== Requirement ==
Copy word for word the lines of the listing that begin at the line containing "white coat, placing" and stop after the line containing "<point>49,194</point>", reproducing no other lines.

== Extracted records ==
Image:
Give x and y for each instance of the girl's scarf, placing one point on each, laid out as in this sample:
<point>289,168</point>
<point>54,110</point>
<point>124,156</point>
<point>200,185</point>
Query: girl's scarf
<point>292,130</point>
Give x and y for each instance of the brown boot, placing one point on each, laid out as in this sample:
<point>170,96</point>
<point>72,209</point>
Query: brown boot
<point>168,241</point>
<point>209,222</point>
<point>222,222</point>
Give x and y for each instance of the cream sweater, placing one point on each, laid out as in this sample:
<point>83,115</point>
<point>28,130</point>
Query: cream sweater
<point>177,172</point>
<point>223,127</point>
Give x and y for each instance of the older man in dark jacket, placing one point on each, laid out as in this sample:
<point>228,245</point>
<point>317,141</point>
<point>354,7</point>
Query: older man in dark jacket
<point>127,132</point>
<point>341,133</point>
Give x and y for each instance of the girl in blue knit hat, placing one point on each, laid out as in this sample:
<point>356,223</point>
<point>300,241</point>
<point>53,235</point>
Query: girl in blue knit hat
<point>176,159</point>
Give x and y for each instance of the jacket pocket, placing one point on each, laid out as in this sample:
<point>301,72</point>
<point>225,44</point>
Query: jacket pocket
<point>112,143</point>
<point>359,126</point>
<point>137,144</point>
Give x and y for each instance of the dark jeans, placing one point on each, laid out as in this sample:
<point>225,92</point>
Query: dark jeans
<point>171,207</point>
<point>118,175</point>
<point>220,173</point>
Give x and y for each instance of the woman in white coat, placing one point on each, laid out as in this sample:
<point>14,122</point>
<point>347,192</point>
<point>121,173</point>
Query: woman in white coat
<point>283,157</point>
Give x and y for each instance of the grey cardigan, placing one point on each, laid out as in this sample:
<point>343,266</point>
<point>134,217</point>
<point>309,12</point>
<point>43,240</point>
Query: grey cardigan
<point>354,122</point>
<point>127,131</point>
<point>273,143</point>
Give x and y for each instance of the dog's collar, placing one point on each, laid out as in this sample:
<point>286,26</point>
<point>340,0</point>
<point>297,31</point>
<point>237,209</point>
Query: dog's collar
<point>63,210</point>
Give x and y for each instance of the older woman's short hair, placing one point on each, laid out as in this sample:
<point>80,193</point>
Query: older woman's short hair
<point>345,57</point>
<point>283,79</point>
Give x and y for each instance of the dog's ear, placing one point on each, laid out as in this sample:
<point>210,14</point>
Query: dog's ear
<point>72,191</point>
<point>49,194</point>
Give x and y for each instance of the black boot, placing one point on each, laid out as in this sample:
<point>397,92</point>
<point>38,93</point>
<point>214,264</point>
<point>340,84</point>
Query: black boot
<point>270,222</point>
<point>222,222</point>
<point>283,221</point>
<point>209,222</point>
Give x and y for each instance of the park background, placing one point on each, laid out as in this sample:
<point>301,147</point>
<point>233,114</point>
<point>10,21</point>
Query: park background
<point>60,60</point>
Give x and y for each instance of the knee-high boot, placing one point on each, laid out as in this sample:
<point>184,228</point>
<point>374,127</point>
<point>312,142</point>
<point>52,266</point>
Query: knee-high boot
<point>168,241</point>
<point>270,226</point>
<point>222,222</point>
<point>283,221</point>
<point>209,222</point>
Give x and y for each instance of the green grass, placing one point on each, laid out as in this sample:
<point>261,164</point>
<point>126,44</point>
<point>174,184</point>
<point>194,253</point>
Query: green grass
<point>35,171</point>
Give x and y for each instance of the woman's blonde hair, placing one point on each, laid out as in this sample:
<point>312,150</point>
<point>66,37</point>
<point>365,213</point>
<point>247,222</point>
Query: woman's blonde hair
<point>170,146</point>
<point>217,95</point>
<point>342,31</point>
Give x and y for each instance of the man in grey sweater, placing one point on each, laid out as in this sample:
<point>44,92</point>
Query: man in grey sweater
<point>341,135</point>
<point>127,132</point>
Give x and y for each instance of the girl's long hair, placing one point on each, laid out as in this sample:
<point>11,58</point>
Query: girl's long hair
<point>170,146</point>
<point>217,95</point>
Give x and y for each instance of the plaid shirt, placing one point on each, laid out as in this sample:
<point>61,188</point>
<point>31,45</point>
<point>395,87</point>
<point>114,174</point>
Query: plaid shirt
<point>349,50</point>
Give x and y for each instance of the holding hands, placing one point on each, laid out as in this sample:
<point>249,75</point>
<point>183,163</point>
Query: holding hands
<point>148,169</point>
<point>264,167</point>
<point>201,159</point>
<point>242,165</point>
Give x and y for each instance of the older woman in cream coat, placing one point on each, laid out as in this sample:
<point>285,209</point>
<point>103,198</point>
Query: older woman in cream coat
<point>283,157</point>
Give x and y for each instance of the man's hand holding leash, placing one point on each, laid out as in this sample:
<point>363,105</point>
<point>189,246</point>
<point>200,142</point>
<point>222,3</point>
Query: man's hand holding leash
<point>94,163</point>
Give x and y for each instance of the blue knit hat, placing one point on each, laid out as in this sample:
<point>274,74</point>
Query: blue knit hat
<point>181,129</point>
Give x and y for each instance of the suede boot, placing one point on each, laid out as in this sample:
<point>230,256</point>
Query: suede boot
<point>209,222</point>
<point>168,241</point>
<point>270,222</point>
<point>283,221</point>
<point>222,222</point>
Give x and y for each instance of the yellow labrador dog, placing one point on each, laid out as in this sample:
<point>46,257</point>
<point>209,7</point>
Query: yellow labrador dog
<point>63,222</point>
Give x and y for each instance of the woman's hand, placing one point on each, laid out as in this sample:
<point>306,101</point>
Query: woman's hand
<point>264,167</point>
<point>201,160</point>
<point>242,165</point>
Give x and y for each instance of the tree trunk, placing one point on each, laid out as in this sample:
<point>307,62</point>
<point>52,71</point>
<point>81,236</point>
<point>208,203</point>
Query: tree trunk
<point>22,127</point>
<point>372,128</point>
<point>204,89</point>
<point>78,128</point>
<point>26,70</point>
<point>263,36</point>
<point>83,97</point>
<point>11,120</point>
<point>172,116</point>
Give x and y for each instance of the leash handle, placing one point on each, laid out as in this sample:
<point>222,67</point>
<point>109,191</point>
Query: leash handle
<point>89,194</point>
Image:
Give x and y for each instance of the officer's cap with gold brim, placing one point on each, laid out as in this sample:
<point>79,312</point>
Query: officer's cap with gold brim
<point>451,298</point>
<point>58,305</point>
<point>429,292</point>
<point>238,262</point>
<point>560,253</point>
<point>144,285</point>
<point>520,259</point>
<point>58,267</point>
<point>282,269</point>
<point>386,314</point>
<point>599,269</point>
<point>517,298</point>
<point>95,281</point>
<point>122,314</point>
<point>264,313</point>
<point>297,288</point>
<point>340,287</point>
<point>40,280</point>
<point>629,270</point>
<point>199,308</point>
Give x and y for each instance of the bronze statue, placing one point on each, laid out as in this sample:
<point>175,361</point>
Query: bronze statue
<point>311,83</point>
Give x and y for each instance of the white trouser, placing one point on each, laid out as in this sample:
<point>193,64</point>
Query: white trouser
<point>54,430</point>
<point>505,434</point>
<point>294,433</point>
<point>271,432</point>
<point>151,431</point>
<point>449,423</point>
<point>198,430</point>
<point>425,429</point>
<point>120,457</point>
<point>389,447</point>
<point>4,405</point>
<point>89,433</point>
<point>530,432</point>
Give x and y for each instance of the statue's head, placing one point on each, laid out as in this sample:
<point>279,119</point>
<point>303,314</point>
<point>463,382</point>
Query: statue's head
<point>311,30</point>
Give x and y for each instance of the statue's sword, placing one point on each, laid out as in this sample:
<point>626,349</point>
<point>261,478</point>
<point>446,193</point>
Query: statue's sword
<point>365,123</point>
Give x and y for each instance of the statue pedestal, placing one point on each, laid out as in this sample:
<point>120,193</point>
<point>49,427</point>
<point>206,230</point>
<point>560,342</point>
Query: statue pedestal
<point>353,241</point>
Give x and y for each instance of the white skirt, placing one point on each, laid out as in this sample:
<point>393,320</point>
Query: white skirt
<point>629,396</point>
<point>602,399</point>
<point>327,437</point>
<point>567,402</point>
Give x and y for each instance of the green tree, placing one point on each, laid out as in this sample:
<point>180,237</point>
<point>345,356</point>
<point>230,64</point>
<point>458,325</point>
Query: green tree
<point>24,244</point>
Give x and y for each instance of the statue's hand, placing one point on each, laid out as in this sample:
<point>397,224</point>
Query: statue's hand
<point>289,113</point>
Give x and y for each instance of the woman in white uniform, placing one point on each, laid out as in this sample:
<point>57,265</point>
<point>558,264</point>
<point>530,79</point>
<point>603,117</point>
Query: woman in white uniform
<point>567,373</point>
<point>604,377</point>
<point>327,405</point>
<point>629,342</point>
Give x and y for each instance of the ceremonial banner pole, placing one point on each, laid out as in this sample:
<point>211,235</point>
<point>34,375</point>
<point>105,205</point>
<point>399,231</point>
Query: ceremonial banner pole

== Complete response ==
Give x and y for each instance of the woman in white coat, placing one point on each, laid out as in this sample:
<point>14,122</point>
<point>347,192</point>
<point>121,173</point>
Query: woman in white coat
<point>283,157</point>
Give x and y for each instance of the grey cardigan, placing one point on each, laid out as in this sample:
<point>343,266</point>
<point>134,217</point>
<point>309,12</point>
<point>43,240</point>
Query: grey cardigan
<point>354,122</point>
<point>127,131</point>
<point>273,143</point>
Give x and y for each instance of the dog's collar, placing one point on each, laid out as in this sample:
<point>286,26</point>
<point>340,0</point>
<point>297,31</point>
<point>237,209</point>
Query: dog's collar
<point>63,210</point>
Give x and y for each instance of the older woman's short hair, placing one point on each, laid out as in this sample:
<point>80,193</point>
Query: older woman's short hair
<point>345,57</point>
<point>283,79</point>
Give x and y for each instance of the dog's ear, placing one point on each, laid out as in this sample:
<point>210,14</point>
Query: dog's ear
<point>72,191</point>
<point>49,194</point>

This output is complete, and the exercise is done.